▶ **TEXT TO READ**

So I mean, in a way, my, my problem here is that this is his attempt to get to
the idea that market prices, um, measure objective value, is like this is
where that's happening in the argument.
Robin:
So w- we economists have many standard examples of how prices are asymmetric
in the sense that one side of the transaction gets a lot more out of it than
the other side. That's just a very standard, uh... But we mo- think the
marginal value is more equal, but not the aggregate, m- you know, non-marginal
value. So the standard example is water. Without water we all die, but because
there's so much of it we can each buy water very cheaply. And so our value of
water is vastly above the price we pay for it, and people supplying water,
that's not so true. They're supplying water more at their cost, uh, because
it's pretty costly to supply water at such a low price as we all pay for it.
So on the people selling water side, they're actually not getting that much
extra surplus. But we people on the buying water side, we're getting this
enormous surplus. We get to live which we otherwise would die-
Agnes:
But is that just-
Robin:
... without water
Agnes:
... not thinking about... I mean, that is the marginal value of the water for
us is roughly what we're paying for it now.
Robin:
Right. He's not doing a marginal analysis here, but that could save this. If
he had redone the sentence in a marginal sense, he could just say, well, at
the margin you're getting no z- no extra value from the marginal unit.
Agnes:
I don't think the sentence comes out true if we stick the word marginal
everywhere. That is, it could be that X is marginally much more valuable for A
than how valuable-
Robin:
No
Agnes:
... marginally valuable Y is for B, given how much of an-
Robin:
No, but they-
Agnes:
... X, Y
Robin:
... it would be zero. On the margin they would both be zero. That would be the
standard market answer. On the margin, your marginal unit is worth zero to
you, and therefore you're getting zero value above the price, and similarly
for them, their marginal cost-
Agnes:
Then why are you, uh, if, if it's not valuable to you at all, why are you, um-
Robin:
Because it's all the units up to that margin that you're getting the value
from. But the marginal unit you're not getting any value from, that's the
whole point.

▶ **INSTRUCTION 1**
Recast the records, everything from the one containing "Annotation guideline. For every instance of the chair leg, the" down to the one containing "[(442, 268)]", as a two-column CSV with columns named instruction and points. Each request goes in its own row, with its text under instruction and its answer under points, each in one quoted field with line breaks turned into spaces.
The records are unrelated to the conversation above.

▶ **TASK DATA**
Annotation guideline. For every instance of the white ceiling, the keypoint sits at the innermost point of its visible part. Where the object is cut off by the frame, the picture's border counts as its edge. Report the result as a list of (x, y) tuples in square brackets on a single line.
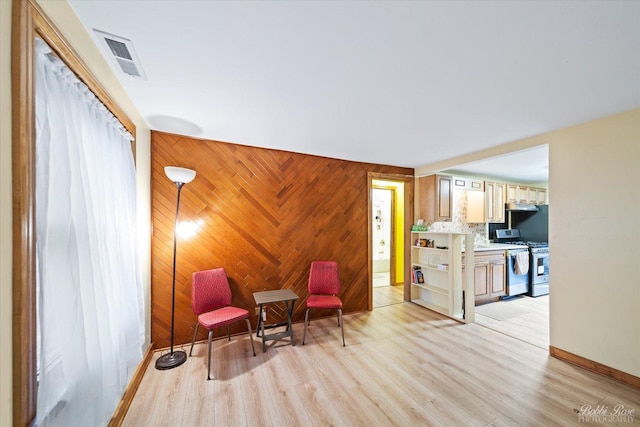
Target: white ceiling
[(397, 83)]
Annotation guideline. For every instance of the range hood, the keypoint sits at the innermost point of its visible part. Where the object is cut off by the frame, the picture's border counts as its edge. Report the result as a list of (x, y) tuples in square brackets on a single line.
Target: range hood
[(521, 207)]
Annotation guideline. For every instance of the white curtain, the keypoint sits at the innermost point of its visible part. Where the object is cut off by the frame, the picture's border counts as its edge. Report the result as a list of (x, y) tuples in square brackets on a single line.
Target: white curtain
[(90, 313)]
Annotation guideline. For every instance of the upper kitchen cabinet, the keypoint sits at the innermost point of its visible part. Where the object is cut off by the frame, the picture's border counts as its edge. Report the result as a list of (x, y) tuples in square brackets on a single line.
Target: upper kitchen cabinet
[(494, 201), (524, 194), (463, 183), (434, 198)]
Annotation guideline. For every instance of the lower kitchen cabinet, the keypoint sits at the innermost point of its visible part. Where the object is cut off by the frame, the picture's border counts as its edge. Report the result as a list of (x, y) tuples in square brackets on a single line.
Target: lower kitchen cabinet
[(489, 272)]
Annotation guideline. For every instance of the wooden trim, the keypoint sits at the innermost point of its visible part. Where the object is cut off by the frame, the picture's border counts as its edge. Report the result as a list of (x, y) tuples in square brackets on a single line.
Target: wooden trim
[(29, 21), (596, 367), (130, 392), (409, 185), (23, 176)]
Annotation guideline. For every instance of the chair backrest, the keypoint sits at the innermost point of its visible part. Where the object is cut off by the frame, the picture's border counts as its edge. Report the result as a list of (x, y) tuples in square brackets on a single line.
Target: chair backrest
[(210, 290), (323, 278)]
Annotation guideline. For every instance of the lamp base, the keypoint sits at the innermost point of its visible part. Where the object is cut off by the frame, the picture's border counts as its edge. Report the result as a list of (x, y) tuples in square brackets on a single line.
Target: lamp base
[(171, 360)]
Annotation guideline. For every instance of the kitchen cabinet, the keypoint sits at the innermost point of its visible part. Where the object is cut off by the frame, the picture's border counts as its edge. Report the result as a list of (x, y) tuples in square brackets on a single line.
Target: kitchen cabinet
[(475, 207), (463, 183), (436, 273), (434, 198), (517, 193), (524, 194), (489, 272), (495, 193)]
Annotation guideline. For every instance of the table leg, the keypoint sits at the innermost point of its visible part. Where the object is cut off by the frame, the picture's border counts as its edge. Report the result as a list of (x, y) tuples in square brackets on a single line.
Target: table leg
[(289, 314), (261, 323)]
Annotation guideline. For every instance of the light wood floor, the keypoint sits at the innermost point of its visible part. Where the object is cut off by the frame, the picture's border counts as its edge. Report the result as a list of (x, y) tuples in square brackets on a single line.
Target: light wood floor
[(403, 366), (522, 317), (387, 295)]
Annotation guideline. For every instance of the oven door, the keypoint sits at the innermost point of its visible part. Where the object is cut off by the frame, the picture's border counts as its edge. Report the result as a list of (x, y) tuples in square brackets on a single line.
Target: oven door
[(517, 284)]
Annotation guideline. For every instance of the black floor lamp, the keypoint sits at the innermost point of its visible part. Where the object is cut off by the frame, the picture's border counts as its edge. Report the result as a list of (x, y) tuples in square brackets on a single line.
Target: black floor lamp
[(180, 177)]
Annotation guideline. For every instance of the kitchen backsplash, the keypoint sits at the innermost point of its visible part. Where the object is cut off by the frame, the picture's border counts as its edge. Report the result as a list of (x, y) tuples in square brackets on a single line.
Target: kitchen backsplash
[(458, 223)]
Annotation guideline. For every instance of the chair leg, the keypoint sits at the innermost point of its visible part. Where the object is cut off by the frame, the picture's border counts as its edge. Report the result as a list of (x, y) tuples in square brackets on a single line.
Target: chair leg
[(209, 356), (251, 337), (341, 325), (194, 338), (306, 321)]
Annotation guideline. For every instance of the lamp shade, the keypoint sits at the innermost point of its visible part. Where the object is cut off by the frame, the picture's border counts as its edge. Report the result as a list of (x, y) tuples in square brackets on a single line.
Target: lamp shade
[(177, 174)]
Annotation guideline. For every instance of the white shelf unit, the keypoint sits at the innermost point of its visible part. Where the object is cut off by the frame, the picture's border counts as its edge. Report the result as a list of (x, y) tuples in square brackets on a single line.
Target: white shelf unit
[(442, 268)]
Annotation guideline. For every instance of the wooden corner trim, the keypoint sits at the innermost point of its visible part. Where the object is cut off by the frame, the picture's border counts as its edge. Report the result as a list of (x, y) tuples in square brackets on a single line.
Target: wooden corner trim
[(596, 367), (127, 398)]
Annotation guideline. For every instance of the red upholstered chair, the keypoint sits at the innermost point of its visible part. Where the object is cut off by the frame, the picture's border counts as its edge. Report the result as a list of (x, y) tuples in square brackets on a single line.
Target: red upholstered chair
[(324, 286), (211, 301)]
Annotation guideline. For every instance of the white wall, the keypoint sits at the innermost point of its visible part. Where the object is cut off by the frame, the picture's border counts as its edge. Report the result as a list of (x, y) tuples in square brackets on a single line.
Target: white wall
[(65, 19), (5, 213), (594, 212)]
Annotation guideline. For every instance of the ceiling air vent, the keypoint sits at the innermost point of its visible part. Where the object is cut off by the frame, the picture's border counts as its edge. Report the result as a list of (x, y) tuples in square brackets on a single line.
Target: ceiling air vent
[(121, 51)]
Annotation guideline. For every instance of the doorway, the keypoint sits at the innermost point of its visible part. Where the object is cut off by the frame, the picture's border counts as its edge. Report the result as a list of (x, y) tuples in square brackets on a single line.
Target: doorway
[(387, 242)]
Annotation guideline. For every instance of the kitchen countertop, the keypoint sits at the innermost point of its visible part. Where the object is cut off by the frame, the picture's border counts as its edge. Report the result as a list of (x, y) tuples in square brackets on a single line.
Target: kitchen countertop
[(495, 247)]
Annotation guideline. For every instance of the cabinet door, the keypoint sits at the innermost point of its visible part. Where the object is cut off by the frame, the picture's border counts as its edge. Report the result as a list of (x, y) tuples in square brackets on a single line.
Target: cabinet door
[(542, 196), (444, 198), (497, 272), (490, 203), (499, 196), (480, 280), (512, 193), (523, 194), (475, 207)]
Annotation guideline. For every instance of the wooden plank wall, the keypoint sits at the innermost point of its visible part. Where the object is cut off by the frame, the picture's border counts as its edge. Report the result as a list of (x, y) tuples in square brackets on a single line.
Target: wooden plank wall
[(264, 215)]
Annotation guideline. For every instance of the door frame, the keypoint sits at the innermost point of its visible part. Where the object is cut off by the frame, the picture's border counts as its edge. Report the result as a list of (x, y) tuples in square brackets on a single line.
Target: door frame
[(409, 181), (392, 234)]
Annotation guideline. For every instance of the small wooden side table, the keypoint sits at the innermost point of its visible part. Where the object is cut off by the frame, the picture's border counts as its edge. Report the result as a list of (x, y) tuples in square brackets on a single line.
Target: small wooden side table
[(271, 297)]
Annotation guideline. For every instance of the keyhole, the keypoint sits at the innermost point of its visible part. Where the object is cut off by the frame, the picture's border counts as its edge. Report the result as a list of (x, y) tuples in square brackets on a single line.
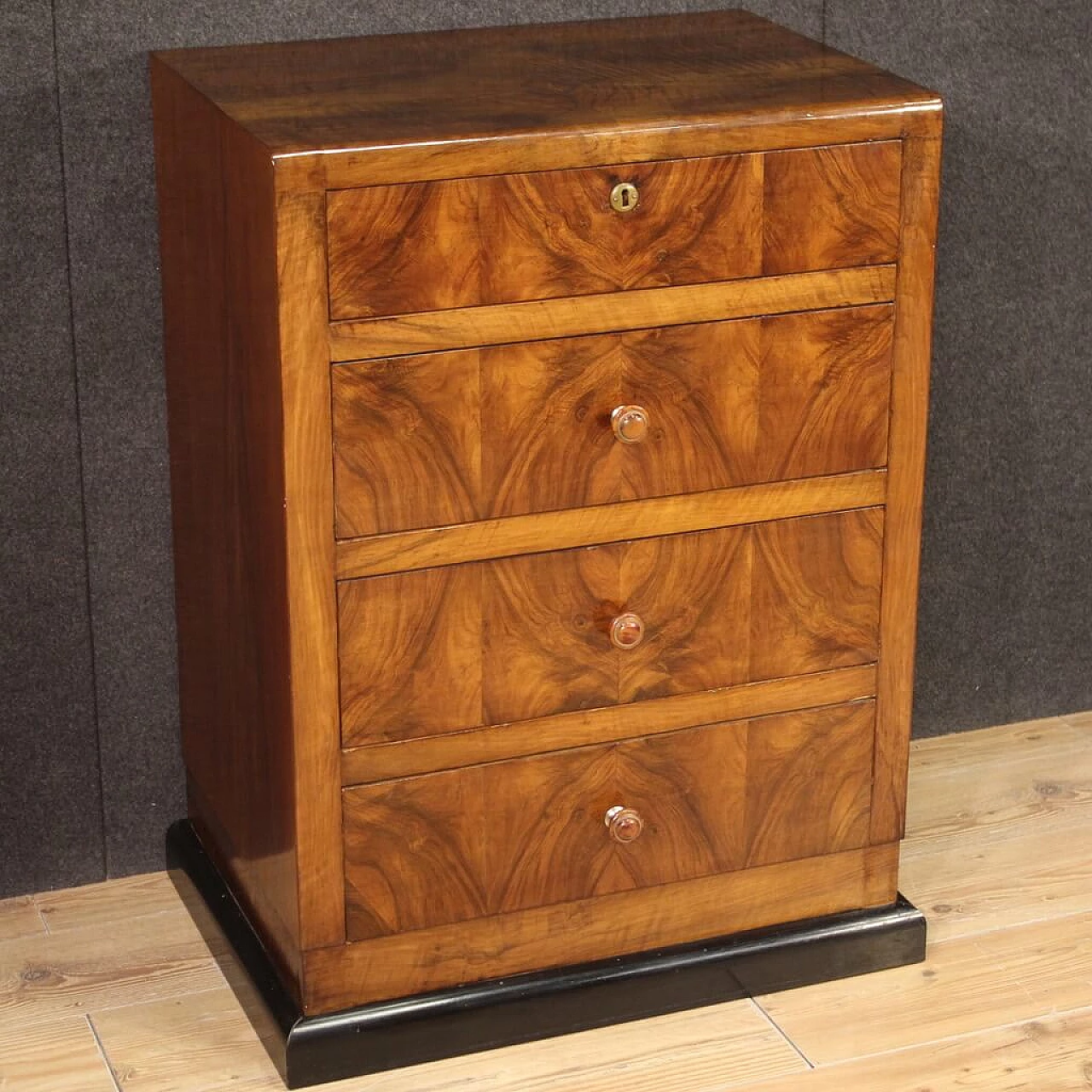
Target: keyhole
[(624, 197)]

...

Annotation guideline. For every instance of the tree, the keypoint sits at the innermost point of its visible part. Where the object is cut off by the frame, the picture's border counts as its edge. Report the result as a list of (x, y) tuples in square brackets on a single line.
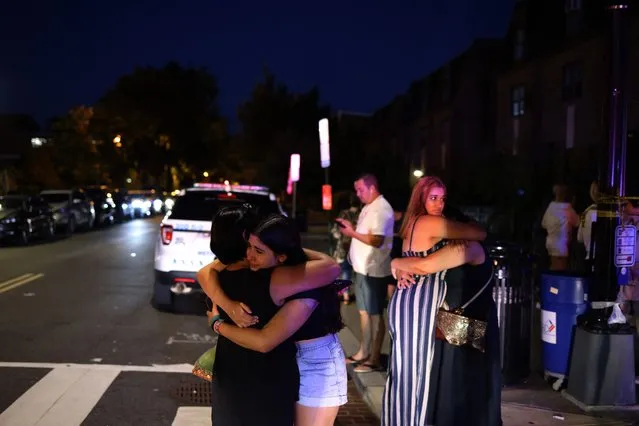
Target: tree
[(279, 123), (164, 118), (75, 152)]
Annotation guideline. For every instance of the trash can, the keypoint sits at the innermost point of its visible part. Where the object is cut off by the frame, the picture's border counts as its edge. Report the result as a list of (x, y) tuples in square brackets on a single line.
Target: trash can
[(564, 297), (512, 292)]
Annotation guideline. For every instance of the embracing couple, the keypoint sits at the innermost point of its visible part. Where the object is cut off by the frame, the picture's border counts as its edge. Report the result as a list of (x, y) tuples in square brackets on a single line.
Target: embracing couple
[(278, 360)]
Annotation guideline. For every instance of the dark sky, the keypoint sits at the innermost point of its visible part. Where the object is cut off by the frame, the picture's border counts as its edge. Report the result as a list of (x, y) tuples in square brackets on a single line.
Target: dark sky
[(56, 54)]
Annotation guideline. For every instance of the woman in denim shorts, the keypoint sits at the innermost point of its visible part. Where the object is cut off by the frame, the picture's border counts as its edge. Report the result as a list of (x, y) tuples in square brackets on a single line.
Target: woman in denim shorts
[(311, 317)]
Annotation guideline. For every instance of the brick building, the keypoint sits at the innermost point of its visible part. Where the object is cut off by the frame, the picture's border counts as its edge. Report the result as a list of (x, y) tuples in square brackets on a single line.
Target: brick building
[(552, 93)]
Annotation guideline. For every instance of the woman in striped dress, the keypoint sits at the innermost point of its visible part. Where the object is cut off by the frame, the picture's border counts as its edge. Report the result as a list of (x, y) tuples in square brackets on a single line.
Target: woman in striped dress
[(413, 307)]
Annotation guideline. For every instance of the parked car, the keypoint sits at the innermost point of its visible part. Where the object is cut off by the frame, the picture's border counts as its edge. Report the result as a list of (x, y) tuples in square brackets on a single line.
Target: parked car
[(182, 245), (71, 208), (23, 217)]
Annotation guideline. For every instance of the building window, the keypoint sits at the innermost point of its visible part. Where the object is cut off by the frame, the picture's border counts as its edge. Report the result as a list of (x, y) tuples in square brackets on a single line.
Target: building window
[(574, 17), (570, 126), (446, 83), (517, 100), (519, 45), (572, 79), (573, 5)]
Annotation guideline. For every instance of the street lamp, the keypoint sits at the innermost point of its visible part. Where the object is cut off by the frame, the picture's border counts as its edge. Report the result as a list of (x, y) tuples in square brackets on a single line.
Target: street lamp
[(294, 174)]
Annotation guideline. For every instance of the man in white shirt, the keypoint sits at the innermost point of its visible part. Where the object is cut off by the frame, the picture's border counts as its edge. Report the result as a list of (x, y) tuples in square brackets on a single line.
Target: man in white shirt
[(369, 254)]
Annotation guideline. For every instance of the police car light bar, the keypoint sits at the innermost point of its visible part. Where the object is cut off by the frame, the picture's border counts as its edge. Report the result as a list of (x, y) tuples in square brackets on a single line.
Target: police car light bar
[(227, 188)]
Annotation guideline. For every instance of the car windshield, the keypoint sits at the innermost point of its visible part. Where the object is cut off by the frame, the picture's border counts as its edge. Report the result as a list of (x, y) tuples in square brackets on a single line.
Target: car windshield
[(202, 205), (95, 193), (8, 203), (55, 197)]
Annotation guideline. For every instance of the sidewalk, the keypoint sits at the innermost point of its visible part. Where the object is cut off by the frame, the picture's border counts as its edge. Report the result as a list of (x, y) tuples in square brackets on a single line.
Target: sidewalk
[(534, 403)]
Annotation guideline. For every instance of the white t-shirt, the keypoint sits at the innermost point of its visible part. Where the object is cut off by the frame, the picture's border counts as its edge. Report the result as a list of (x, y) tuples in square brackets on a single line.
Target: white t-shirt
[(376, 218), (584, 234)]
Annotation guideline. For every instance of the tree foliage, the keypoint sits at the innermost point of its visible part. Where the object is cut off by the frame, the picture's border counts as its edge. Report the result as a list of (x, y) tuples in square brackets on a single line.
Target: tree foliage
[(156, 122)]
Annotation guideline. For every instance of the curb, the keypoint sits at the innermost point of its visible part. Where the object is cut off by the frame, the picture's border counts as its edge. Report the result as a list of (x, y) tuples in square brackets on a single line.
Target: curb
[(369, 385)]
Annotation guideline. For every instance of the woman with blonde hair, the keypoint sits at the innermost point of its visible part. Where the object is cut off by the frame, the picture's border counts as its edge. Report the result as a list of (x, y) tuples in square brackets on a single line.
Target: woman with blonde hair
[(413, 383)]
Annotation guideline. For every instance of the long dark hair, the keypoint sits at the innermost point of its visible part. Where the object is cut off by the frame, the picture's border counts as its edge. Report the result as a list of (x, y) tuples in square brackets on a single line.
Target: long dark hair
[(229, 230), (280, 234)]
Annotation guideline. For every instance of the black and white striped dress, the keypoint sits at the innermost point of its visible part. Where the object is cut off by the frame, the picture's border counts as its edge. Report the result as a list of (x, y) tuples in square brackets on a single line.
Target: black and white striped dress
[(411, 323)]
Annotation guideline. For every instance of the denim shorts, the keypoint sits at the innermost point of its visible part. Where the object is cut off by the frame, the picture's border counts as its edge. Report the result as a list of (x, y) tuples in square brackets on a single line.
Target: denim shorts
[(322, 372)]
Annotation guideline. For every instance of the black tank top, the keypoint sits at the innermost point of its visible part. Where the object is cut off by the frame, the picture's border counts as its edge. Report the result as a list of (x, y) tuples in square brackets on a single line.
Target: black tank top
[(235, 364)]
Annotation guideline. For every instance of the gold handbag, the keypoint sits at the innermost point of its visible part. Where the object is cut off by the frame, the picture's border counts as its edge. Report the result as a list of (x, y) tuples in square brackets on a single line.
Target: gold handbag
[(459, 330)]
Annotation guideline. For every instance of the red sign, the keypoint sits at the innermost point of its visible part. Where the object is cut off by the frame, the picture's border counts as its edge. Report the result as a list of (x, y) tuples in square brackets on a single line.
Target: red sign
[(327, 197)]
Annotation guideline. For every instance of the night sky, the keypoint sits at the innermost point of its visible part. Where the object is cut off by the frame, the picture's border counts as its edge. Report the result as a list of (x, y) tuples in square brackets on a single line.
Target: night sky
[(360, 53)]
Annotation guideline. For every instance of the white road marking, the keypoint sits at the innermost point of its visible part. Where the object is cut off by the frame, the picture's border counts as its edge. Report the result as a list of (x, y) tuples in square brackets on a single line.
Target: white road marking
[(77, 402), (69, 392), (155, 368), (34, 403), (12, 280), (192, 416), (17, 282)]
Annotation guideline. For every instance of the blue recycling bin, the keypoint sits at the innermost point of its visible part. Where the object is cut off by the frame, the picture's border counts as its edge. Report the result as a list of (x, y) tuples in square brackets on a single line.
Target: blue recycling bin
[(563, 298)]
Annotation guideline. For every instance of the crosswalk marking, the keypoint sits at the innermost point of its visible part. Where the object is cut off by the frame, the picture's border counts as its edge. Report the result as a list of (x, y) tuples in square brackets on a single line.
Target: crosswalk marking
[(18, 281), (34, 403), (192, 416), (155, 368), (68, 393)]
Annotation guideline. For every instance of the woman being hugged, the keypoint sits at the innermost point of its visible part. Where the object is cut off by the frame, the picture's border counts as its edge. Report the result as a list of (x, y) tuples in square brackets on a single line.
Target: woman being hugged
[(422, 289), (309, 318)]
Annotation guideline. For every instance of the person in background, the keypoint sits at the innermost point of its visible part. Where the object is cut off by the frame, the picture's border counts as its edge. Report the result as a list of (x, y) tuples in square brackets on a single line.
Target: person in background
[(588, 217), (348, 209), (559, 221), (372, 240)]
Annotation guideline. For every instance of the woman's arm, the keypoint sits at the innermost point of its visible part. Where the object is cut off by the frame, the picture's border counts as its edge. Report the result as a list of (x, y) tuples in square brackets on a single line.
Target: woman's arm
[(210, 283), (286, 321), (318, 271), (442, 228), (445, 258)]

▶ **INSTRUCTION 2**
Rewrite everything in the conversation transcript from "So I mean, in" down to "pay for it.", replacing "economists" with "analysts".

▶ **FULL ANSWER 1**
instruction,points
"Annotation guideline. For every instance of the chair leg, the keypoint sits at the innermost point of its visible part. Where the object is cut off by the frame, the picture's border counts as its edge. Report the result as a list of (x, y) tuples in square brackets on a single line. Target: chair leg","[(209, 356), (251, 337), (341, 325), (194, 338), (306, 321)]"
"Annotation guideline. For every instance of the lamp shade, the keypoint sits at the innermost point of its visible part. Where the object is cut off by the frame, the picture's border counts as its edge. Report the result as a list of (x, y) tuples in square brackets on a single line. Target: lamp shade","[(177, 174)]"
"Annotation guideline. For every instance of the white shelf unit, the keypoint sits at the innermost point of its visible part. Where the object is cut off by the frame, the picture's border counts as its edge. Report the result as a list of (x, y) tuples in square brackets on a single line. Target: white shelf unit","[(442, 268)]"

▶ **FULL ANSWER 2**
So I mean, in a way, my, my problem here is that this is his attempt to get to
the idea that market prices, um, measure objective value, is like this is
where that's happening in the argument.
Robin:
So w- we analysts have many standard examples of how prices are asymmetric
in the sense that one side of the transaction gets a lot more out of it than
the other side. That's just a very standard, uh... But we mo- think the
marginal value is more equal, but not the aggregate, m- you know, non-marginal
value. So the standard example is water. Without water we all die, but because
there's so much of it we can each buy water very cheaply. And so our value of
water is vastly above the price we pay for it, and people supplying water,
that's not so true. They're supplying water more at their cost, uh, because
it's pretty costly to supply water at such a low price as we all pay for it.